◆ DATA ◆

** start **

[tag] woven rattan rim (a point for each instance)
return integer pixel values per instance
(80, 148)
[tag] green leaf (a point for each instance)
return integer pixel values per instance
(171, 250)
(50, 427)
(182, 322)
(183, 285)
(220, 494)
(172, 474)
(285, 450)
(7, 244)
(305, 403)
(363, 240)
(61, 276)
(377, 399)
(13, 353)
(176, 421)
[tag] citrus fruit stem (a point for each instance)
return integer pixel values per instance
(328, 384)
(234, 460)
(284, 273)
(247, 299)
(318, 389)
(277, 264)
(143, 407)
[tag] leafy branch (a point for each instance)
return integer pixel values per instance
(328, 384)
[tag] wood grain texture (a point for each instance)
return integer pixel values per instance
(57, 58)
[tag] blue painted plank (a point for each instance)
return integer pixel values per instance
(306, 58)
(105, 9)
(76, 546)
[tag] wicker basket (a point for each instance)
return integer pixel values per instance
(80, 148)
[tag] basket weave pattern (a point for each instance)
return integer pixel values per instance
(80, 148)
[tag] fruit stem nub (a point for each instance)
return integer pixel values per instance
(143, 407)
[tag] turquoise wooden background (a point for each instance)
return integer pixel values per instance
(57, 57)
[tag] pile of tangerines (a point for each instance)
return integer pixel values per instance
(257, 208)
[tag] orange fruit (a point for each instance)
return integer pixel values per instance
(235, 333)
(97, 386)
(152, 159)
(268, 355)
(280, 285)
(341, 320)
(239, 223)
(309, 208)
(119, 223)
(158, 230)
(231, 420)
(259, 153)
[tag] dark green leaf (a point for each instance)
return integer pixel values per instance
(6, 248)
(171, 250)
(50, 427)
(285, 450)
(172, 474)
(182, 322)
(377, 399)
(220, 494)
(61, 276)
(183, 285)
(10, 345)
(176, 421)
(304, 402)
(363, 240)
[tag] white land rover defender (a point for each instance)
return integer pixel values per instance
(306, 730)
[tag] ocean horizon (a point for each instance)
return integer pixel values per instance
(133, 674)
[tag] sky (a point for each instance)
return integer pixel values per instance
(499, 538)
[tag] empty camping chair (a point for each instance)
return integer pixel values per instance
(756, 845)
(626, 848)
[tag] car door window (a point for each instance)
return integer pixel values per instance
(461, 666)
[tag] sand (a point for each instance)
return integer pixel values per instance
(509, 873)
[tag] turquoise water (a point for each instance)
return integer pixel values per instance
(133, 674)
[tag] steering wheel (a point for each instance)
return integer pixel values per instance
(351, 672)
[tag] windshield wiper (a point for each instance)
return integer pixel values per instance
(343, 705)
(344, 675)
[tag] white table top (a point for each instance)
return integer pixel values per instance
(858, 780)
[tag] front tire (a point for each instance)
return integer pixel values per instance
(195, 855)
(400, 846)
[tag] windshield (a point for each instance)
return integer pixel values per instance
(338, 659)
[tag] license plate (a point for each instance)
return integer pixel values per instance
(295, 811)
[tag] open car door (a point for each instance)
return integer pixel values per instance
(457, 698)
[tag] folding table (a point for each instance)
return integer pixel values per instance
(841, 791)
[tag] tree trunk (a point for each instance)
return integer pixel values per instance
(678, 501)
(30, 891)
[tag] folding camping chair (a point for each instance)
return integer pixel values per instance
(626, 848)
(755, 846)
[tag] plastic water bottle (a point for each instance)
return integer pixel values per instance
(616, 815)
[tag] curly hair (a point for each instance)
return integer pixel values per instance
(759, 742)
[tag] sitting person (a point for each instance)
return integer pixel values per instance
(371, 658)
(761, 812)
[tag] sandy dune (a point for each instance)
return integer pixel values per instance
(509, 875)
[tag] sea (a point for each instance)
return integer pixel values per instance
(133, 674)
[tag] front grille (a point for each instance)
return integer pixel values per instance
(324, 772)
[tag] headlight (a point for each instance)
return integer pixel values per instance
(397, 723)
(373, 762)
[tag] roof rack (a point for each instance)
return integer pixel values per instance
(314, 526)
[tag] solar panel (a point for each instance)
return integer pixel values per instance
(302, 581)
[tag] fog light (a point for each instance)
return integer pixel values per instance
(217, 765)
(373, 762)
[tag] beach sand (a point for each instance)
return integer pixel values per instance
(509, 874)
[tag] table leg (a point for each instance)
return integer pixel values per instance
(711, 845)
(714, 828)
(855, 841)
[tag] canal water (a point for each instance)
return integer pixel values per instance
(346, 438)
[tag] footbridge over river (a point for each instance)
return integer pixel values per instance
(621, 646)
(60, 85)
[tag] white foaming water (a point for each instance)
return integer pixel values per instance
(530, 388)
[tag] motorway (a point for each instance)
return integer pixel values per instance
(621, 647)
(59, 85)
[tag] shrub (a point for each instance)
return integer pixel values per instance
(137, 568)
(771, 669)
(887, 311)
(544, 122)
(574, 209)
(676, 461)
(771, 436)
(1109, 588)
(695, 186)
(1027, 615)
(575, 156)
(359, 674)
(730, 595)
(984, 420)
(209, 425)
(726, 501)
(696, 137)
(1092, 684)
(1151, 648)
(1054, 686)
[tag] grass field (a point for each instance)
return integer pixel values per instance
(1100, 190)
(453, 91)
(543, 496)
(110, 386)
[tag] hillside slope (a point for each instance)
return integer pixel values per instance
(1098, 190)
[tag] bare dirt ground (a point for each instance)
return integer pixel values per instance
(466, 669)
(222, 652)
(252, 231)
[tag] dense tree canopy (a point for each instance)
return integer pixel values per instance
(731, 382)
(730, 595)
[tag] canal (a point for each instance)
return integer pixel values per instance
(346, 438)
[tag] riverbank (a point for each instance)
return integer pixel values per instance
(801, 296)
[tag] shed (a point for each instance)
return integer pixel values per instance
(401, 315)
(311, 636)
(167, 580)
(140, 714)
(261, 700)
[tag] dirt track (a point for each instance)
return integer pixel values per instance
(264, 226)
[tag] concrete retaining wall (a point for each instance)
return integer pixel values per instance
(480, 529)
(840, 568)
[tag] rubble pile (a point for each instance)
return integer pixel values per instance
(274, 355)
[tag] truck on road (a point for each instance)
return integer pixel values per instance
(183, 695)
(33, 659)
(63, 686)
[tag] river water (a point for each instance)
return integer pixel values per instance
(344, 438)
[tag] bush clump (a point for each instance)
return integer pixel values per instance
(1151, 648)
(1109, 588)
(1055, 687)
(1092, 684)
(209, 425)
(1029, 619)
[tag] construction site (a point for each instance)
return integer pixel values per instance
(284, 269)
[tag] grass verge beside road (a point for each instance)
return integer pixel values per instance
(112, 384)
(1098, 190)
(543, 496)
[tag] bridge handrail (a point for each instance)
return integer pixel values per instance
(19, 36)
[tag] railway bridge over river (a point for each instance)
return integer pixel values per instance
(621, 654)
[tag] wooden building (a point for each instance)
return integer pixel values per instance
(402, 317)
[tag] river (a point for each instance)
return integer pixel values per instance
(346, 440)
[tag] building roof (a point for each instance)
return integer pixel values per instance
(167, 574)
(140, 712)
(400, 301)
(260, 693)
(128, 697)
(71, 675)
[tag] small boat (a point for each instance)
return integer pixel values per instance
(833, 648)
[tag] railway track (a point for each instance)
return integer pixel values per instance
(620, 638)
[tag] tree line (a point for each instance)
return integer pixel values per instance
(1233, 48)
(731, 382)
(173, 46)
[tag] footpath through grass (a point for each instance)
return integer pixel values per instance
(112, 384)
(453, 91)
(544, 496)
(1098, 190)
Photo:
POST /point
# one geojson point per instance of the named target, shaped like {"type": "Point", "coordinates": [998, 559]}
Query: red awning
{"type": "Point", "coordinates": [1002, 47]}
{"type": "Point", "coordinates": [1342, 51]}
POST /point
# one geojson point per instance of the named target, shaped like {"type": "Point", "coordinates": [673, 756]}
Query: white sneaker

** end **

Copy out the material word for word and line for line.

[tag] woven rattan rim (a point for each instance)
return integer pixel values per instance
(80, 148)
[tag] green leaf (a point for each instance)
return integer pixel values per instance
(171, 250)
(50, 427)
(182, 322)
(183, 285)
(220, 494)
(172, 474)
(285, 450)
(7, 244)
(305, 403)
(363, 240)
(61, 276)
(377, 399)
(13, 353)
(176, 421)
[tag] citrus fruit stem (a point for each instance)
return integer pixel values per instance
(328, 384)
(234, 460)
(284, 273)
(247, 299)
(318, 389)
(277, 264)
(143, 407)
[tag] leafy branch (a point for each instance)
return integer pixel values per instance
(328, 384)
[tag] wood grain texture (a point for each instance)
return integer pixel values per instance
(57, 58)
[tag] blue painted plank (a point for each instance)
return integer pixel values per instance
(306, 58)
(105, 9)
(76, 546)
[tag] wicker basket (a point for each instance)
return integer pixel values per instance
(80, 148)
[tag] basket weave pattern (a point for each instance)
return integer pixel values per instance
(80, 148)
[tag] fruit stem nub (a point for each instance)
return integer pixel values per instance
(143, 407)
[tag] turquoise wooden background (a point for each instance)
return integer pixel values per instance
(57, 57)
[tag] pile of tangerines (a point for each instance)
return integer pixel values per instance
(257, 208)
[tag] orange fruit (a point for each instance)
return integer pixel values per instance
(235, 333)
(97, 386)
(152, 159)
(268, 355)
(280, 285)
(341, 320)
(239, 223)
(309, 208)
(119, 223)
(158, 230)
(231, 420)
(259, 153)
[tag] dark green leaf (a point for each instance)
return integer pixel values per instance
(6, 248)
(171, 250)
(50, 427)
(285, 450)
(172, 474)
(182, 322)
(377, 399)
(220, 494)
(61, 276)
(183, 285)
(10, 345)
(176, 421)
(304, 402)
(363, 240)
[tag] white land rover defender (a point for each instance)
return integer pixel values per instance
(306, 730)
[tag] ocean horizon (a point for each instance)
return integer pixel values per instance
(133, 674)
[tag] sky (a point for each instance)
return integer pixel values per instance
(499, 538)
[tag] empty camping chair (a point for each instance)
return integer pixel values per instance
(756, 845)
(626, 848)
[tag] car door window (a point for each instance)
return integer pixel values per instance
(461, 666)
[tag] sand (a point for each instance)
return integer pixel values per instance
(509, 873)
[tag] turquoise water (a point for each instance)
return integer pixel values per instance
(133, 674)
[tag] steering wheel (a point for each instance)
return integer pixel values per instance
(351, 672)
[tag] windshield wiper (a point for each instance)
return integer pixel values per instance
(343, 705)
(344, 675)
[tag] white table top (a point for each instance)
return integer pixel values per instance
(858, 780)
[tag] front tire (a point for each instance)
return integer pixel values per instance
(195, 855)
(400, 846)
[tag] windshield (a point for each instance)
return integer pixel values per instance
(338, 659)
[tag] license plate (a point for each instance)
return integer pixel values per instance
(295, 811)
[tag] open car door (a point for each instance)
return integer pixel values per instance
(457, 698)
[tag] folding table (a point for each instance)
return integer pixel values per instance
(841, 791)
[tag] tree trunk (a point for each instance)
return integer pixel values per instance
(678, 501)
(30, 891)
[tag] folding camping chair (a point for each instance)
return integer pixel values per instance
(626, 848)
(755, 846)
[tag] plastic water bottle (a point for each instance)
return integer pixel values per instance
(616, 815)
[tag] curly hair (a point for each instance)
return integer pixel values per instance
(759, 742)
[tag] sitting person (a point for each instance)
return integer pixel values per instance
(371, 658)
(761, 812)
[tag] sandy dune (a point for each instance)
return integer pixel values per instance
(509, 875)
[tag] sea (a point for each instance)
return integer pixel values per instance
(133, 674)
[tag] front grille (a point for each instance)
return integer pixel values per instance
(324, 772)
[tag] headlight (a point for each instance)
return integer pixel values per instance
(397, 723)
(373, 762)
[tag] roof rack (a point for each instance)
return integer pixel values per instance
(314, 526)
[tag] solar panel (a point for each instance)
return integer pixel values per instance
(302, 581)
[tag] fog light (a point for each instance)
return integer pixel values per instance
(217, 765)
(373, 762)
[tag] beach sand (a point for each instance)
return integer pixel values per instance
(509, 874)
[tag] table leg (a point for each instance)
return integer pixel values per instance
(711, 845)
(714, 828)
(855, 841)
[tag] canal water (a point for each instance)
return integer pixel values per instance
(346, 438)
[tag] footbridge over river (a point for each instance)
return integer pixel values per instance
(621, 646)
(60, 85)
[tag] white foaming water (a point for each instance)
return integer pixel values per instance
(530, 388)
[tag] motorway (a point for each instance)
return integer pixel values per instance
(621, 647)
(59, 85)
[tag] shrub (a point for each instance)
return integer pixel values per instance
(137, 568)
(771, 669)
(887, 311)
(544, 122)
(574, 209)
(676, 461)
(771, 436)
(1109, 588)
(695, 186)
(1027, 615)
(575, 156)
(359, 674)
(730, 595)
(984, 420)
(209, 425)
(726, 501)
(696, 137)
(1092, 684)
(1151, 648)
(1054, 686)
[tag] grass field (a point for each instance)
return integer pixel values per instance
(1100, 190)
(453, 91)
(543, 496)
(110, 386)
[tag] hillside slope (a point for each instance)
return integer pixel values per instance
(1098, 190)
[tag] bare dirt ground (a point for each instance)
return integer pixel values per instance
(466, 669)
(222, 652)
(252, 231)
[tag] dense tree canopy (a point for each instance)
return integer pixel values per instance
(731, 382)
(730, 595)
[tag] canal (a point for each instance)
return integer pixel values per instance
(346, 438)
[tag] riverbank (a point for each instance)
return integer pixel values per instance
(801, 296)
[tag] shed (a point for each instance)
return integer pixel values per instance
(401, 315)
(311, 636)
(167, 580)
(140, 714)
(261, 700)
[tag] dirt track (a point for each instance)
return integer pixel values per instance
(264, 226)
[tag] concrete retaining wall (a point for each instance)
return integer pixel values per instance
(480, 529)
(840, 568)
[tag] rubble pile (a point for each instance)
return integer pixel values per instance
(274, 355)
[tag] truck on road (a point for each instance)
return integer pixel values per instance
(183, 695)
(33, 659)
(63, 686)
[tag] river water (a point for each instance)
return integer pixel values per instance
(344, 438)
[tag] bush clump (a point for each instance)
return integer pixel values per instance
(1151, 648)
(1109, 588)
(1055, 687)
(1092, 684)
(209, 425)
(1029, 619)
[tag] construction site (a point for each instance)
return integer pixel values per instance
(284, 269)
[tag] grass verge beside road (a point for each instance)
return integer pixel values per instance
(112, 384)
(1098, 190)
(543, 496)
[tag] bridge handrail (a point for each instance)
return integer pixel values per instance
(19, 36)
[tag] railway bridge over river (a point for each instance)
return integer pixel values per instance
(621, 654)
[tag] wooden building (a point for each instance)
return integer pixel values per instance
(402, 317)
[tag] river (a point for each instance)
return integer pixel values per instance
(346, 440)
[tag] building roof (a point for each instance)
return integer pixel values per instance
(167, 574)
(140, 712)
(400, 301)
(260, 693)
(128, 697)
(71, 675)
[tag] small boat (a point for each instance)
return integer pixel values per instance
(833, 648)
[tag] railway track (a point for each instance)
return integer pixel values per instance
(620, 638)
[tag] tree line (a point for each instance)
return integer pixel values per instance
(1233, 48)
(731, 382)
(173, 46)
[tag] footpath through grass (a point for each instance)
return integer pixel values per instance
(112, 384)
(453, 91)
(544, 496)
(1098, 190)
Photo:
POST /point
# one geojson point per instance of the named target, shaped like {"type": "Point", "coordinates": [998, 559]}
Query: red awning
{"type": "Point", "coordinates": [1002, 47]}
{"type": "Point", "coordinates": [1342, 51]}
POST /point
# one geojson point per instance of the named target, shaped like {"type": "Point", "coordinates": [673, 756]}
Query: white sneaker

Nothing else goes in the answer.